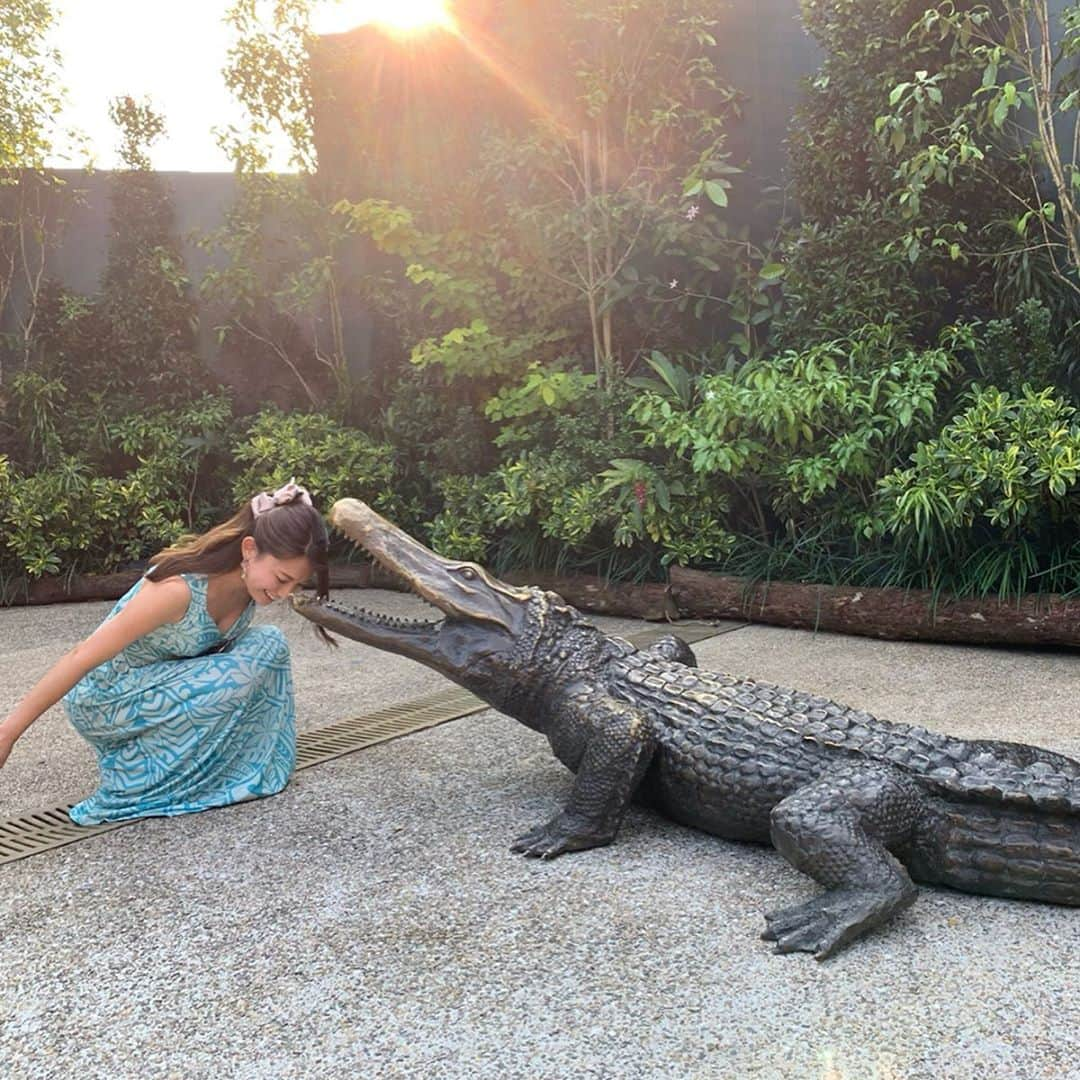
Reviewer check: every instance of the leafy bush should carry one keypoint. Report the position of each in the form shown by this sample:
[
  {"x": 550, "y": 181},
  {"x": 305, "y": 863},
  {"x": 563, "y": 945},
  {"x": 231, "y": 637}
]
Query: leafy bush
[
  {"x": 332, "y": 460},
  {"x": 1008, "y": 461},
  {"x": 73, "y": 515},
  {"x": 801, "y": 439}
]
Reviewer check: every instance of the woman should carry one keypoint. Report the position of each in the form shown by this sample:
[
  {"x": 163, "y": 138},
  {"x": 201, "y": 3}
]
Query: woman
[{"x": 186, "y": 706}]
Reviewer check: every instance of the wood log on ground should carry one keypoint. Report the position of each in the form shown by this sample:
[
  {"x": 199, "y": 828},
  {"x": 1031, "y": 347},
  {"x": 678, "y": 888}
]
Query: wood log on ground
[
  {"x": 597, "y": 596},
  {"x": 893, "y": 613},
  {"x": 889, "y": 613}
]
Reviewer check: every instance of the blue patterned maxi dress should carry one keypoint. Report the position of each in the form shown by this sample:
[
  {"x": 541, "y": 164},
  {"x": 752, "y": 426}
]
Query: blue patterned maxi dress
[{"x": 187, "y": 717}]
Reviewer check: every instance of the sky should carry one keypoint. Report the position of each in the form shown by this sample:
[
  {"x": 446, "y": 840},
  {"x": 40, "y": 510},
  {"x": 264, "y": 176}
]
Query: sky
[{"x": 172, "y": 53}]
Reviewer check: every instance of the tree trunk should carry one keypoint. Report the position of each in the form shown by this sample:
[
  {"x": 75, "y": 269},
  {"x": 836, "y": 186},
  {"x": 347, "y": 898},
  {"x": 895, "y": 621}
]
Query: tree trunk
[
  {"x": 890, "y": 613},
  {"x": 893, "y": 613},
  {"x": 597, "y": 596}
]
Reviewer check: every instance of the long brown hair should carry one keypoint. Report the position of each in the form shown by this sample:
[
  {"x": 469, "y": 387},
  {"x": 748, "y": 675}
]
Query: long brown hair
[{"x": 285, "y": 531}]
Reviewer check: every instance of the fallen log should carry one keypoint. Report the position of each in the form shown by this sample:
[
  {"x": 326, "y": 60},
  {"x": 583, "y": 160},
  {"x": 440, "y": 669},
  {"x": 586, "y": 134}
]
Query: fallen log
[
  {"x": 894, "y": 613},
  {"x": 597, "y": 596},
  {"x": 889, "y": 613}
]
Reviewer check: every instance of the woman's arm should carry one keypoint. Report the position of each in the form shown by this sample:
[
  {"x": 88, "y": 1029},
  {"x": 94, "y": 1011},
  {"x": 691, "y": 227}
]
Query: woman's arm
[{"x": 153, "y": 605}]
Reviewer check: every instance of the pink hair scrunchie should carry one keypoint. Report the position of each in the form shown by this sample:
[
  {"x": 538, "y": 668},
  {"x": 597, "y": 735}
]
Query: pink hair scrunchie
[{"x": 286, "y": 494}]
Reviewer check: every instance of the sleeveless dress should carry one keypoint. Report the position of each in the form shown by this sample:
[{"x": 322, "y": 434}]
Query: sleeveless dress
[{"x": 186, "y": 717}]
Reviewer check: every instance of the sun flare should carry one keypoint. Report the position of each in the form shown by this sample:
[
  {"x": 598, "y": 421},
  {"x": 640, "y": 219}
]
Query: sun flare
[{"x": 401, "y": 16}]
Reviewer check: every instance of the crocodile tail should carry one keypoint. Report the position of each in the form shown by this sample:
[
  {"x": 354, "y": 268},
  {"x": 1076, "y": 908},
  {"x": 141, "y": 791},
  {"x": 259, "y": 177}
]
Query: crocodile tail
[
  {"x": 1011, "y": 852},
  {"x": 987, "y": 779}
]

····················

**EXERCISE AIM:** Copy out exactly the lines from the one containing "Reviewer check: every instance of the crocodile" through the last line above, keeping both end lines.

**RESPONSE TO THIS EXERCISE:**
Reviewer check: every instance of the crocodile tail should carry one keypoint. Report the position of each in the form shown by this sample:
[
  {"x": 354, "y": 268},
  {"x": 1076, "y": 908},
  {"x": 141, "y": 791},
  {"x": 259, "y": 177}
]
Query: crocodile tail
[
  {"x": 1011, "y": 852},
  {"x": 987, "y": 779}
]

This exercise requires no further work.